## Task goal
Print all the entries verbatim.

-*-

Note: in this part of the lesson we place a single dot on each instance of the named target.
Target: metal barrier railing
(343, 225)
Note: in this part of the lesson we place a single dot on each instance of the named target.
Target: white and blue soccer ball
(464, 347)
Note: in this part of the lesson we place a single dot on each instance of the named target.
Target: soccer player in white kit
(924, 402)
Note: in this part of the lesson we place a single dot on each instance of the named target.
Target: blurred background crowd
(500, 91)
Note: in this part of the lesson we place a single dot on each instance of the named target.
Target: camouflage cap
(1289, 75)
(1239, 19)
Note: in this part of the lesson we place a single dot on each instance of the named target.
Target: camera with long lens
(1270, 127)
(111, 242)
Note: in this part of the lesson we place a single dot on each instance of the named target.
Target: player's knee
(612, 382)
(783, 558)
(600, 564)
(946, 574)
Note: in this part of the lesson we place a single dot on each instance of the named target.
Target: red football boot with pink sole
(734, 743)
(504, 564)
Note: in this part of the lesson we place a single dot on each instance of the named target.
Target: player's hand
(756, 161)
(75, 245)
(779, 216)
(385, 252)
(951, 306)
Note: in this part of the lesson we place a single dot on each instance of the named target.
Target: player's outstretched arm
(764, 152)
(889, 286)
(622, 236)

-*-

## Response below
Note: in this part of the lesson we place a single dot on each instance of the named target.
Target: metal barrier railing
(343, 225)
Note: in this part of the lesson we place a single dot on each instance of the named target.
Target: white and blue soccer ball
(464, 347)
Note: in this part of the lesson we place a single dot on each instance of the named target.
Target: soccer player in white kit
(924, 402)
Note: in this part of the lesson we place a single dot on each instance of the named target.
Target: blurred background crowd
(500, 91)
Note: in this part of the lesson we place a single dot on each instance of the named target.
Target: camouflage cap
(1289, 75)
(1239, 19)
Note: in this part of the lesson we place a single dot on each instance of the named target.
Target: camera with long lens
(1270, 127)
(111, 242)
Note: in this part of the lesson we place a single dot on each instance of the named target.
Target: player's knee
(612, 382)
(783, 558)
(600, 564)
(946, 574)
Note: in this part of the lesson we place a single dot on each instance of the named target.
Target: red football boot with pink sole
(734, 743)
(504, 564)
Note: in this part of the lesson we place a single dot on each instance of the named target.
Target: player's hand
(756, 161)
(75, 245)
(779, 216)
(385, 252)
(951, 306)
Note: in this part of the lesson we place a single dot on each instance of the named target.
Target: player's outstretched arm
(764, 152)
(889, 286)
(622, 236)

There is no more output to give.